> [Do this]: Count the lines below that contain the string "front", treating uppercase and lowercase as different. Give only the number.

> [Task input]:

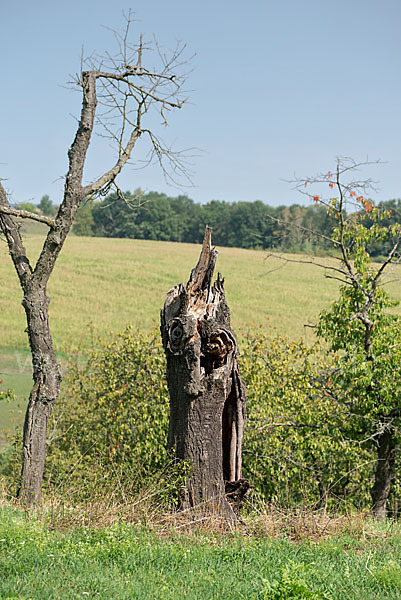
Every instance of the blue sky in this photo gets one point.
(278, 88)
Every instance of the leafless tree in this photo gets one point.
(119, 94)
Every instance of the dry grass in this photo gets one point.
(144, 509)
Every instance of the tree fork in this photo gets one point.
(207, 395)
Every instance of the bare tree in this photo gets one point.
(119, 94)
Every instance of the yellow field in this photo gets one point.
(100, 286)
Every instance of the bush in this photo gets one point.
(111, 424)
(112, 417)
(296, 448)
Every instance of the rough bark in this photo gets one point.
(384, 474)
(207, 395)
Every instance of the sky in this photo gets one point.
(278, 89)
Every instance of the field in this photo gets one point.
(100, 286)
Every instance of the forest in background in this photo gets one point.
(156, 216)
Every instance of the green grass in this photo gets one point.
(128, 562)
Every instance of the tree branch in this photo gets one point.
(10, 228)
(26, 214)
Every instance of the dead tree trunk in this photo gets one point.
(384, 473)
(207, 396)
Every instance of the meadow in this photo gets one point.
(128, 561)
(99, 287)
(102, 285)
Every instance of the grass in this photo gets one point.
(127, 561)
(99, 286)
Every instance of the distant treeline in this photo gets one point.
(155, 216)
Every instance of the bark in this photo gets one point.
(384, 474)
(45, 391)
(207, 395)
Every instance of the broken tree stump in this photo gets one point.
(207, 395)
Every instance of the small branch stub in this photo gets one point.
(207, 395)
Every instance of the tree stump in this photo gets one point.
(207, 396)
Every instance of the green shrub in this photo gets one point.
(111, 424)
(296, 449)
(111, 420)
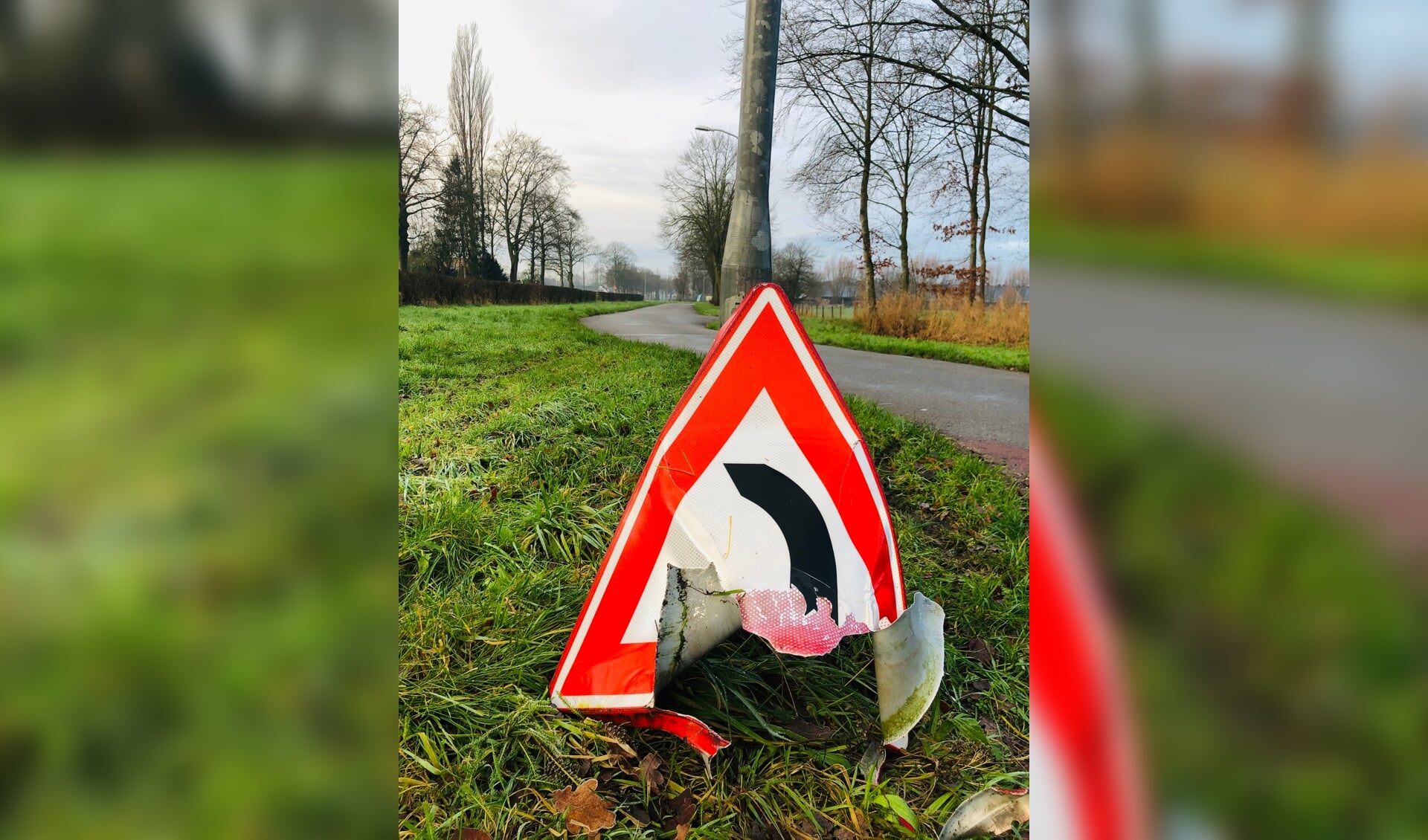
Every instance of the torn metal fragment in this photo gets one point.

---

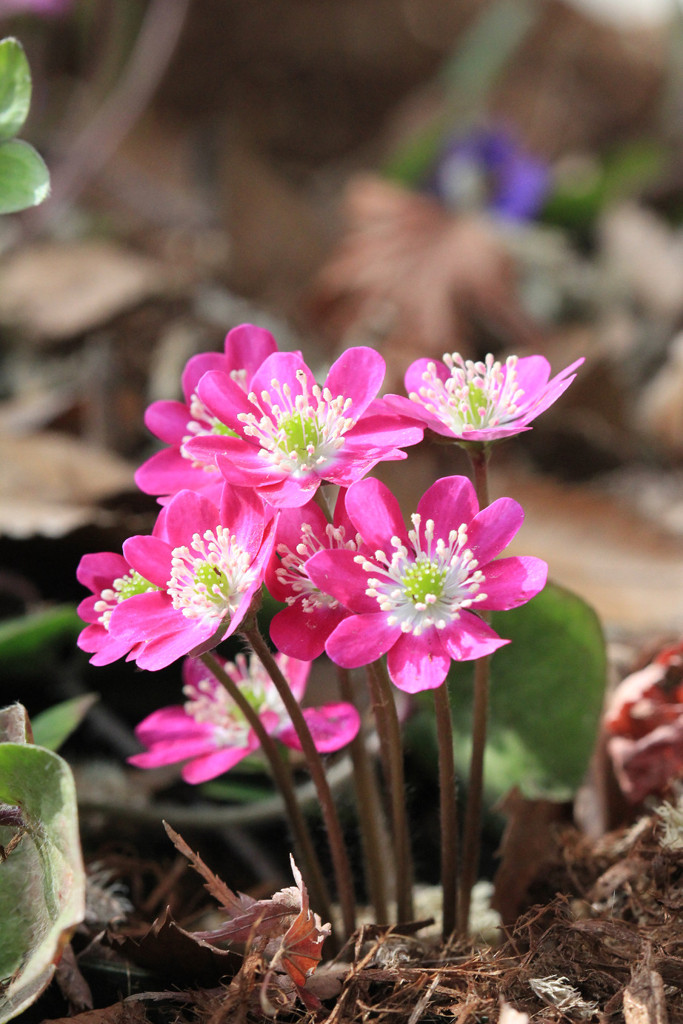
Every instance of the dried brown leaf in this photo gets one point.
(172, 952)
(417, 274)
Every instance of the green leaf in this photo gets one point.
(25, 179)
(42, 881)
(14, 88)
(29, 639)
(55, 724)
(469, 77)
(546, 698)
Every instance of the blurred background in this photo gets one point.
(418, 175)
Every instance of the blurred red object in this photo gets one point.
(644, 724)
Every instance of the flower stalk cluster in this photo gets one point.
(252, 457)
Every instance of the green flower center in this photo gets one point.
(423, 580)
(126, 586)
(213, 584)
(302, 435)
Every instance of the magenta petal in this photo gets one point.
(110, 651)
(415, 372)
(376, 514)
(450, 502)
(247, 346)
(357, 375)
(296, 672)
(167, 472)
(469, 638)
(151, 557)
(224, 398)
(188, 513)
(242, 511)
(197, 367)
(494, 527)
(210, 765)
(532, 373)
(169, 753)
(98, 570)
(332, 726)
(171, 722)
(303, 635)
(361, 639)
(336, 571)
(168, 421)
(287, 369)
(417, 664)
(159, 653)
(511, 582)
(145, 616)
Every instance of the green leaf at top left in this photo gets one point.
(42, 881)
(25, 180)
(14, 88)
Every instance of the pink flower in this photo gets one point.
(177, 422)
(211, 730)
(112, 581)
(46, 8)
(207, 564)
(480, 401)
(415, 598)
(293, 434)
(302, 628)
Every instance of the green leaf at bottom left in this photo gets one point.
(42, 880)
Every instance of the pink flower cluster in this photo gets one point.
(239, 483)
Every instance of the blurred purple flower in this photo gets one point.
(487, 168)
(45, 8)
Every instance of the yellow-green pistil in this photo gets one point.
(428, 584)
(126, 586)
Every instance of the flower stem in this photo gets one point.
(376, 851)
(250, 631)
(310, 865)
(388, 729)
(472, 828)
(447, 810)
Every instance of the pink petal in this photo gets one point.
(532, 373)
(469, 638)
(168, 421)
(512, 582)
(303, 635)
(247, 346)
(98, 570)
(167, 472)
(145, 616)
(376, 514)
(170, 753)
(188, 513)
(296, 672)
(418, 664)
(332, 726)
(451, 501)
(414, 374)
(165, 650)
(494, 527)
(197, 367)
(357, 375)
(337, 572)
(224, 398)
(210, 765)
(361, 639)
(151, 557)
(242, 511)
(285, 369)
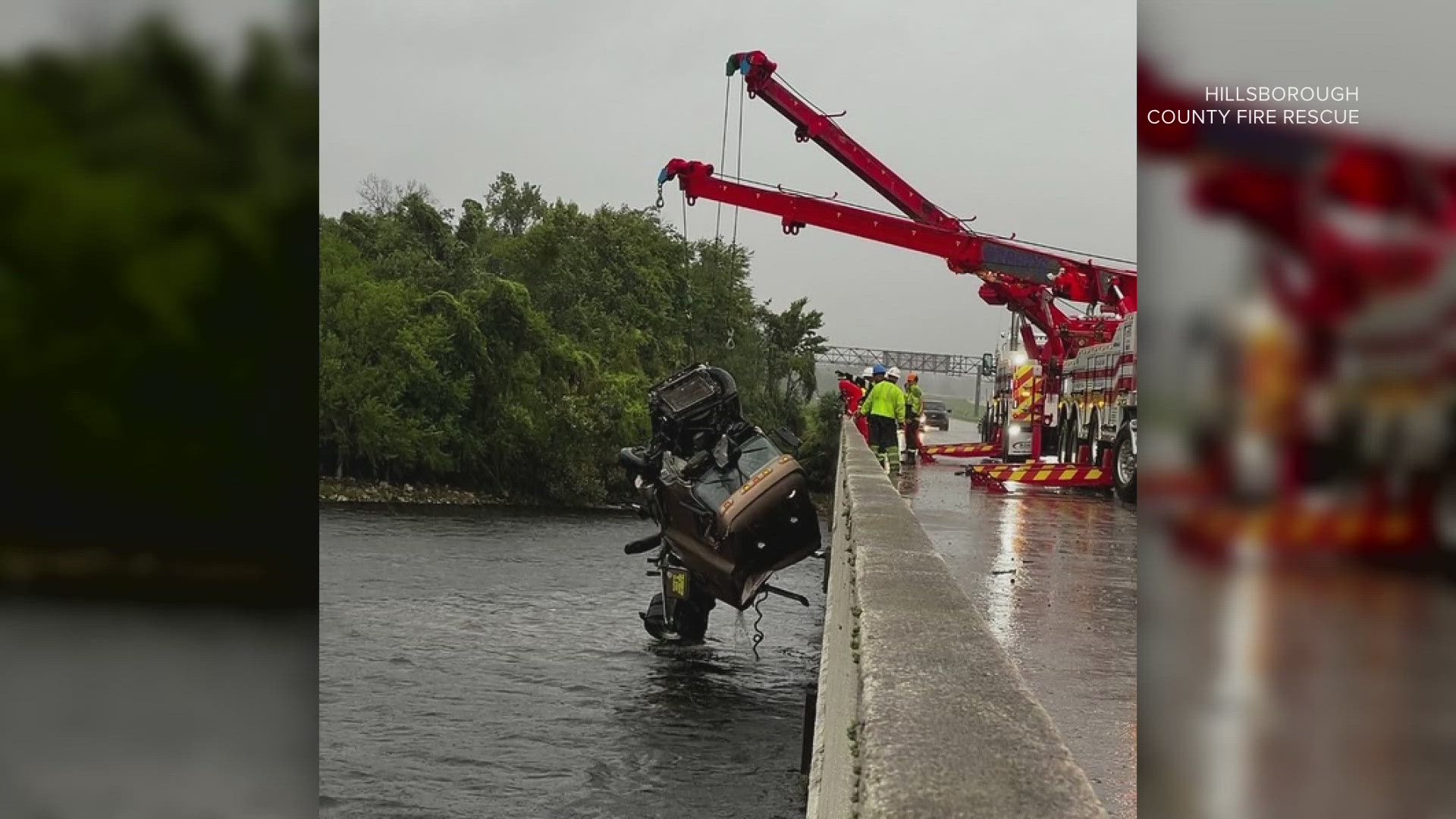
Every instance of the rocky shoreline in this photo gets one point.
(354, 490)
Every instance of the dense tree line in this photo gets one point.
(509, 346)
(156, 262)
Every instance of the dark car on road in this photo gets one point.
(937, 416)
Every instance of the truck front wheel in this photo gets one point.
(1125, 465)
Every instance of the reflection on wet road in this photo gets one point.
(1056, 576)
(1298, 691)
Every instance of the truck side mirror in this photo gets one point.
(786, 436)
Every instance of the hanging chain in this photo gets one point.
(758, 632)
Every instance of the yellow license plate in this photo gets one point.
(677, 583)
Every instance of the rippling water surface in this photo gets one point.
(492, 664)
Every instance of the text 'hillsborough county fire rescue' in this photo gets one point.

==

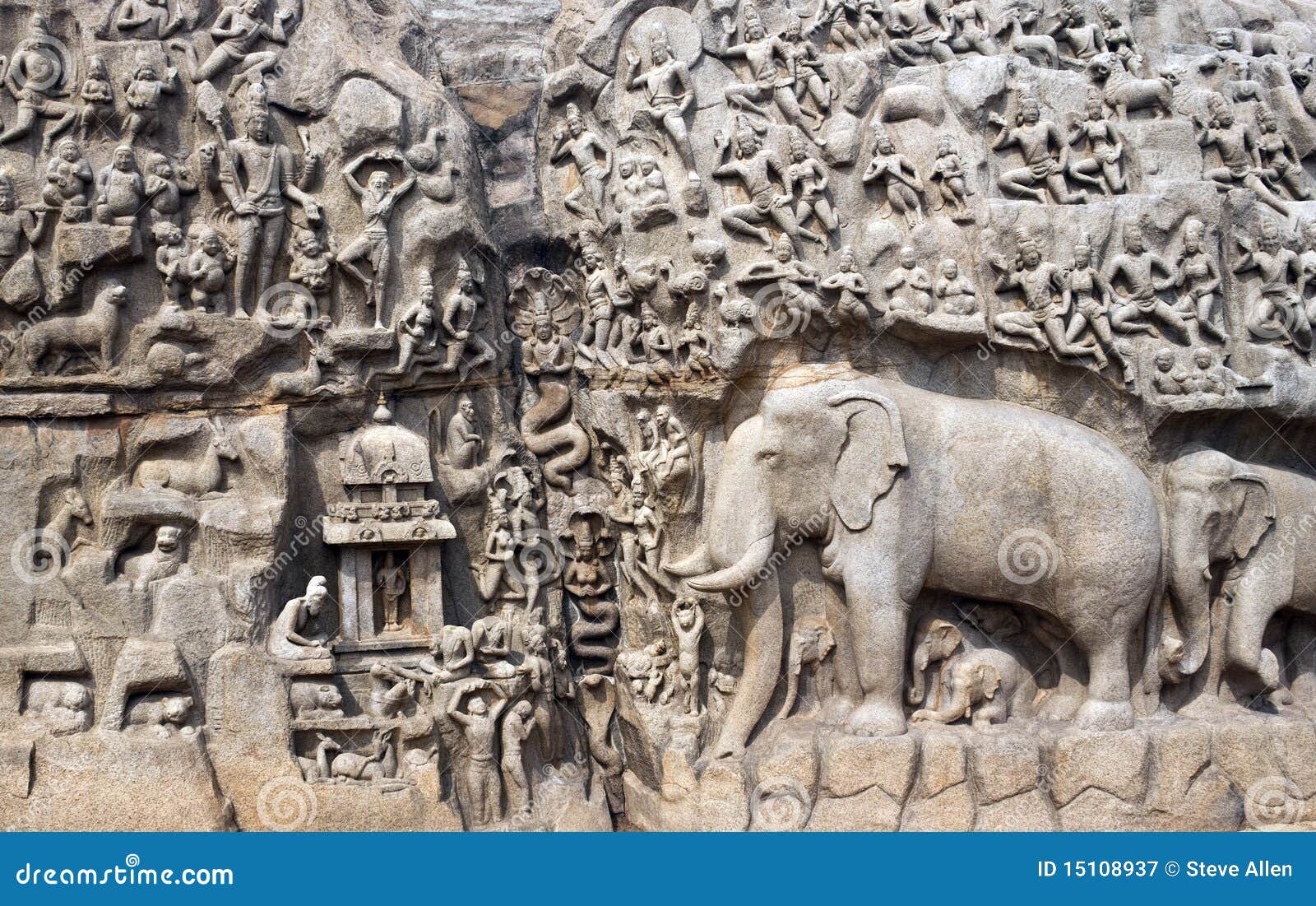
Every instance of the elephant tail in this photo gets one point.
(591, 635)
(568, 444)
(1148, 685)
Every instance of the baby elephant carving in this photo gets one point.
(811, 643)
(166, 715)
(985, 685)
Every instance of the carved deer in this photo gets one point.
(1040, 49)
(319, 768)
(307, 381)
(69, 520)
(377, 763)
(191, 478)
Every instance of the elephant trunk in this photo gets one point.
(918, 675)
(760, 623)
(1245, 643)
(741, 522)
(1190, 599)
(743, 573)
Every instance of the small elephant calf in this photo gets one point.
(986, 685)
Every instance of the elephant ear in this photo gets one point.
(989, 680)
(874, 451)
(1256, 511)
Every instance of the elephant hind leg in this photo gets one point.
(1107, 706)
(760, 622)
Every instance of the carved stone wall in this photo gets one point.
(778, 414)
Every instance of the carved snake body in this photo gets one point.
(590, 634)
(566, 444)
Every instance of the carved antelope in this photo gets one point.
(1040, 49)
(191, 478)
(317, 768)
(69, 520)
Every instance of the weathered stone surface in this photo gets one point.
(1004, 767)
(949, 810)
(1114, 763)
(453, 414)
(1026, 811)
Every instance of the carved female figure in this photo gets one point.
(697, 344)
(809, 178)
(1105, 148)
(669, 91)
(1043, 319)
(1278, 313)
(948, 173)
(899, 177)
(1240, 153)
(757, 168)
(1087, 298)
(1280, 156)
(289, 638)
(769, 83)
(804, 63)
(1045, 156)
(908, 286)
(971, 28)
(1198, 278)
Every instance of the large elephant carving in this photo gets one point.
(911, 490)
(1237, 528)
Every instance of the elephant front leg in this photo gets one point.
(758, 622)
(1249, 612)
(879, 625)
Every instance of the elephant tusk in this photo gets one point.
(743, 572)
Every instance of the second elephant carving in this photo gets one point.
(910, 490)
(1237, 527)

> [Full output]: 2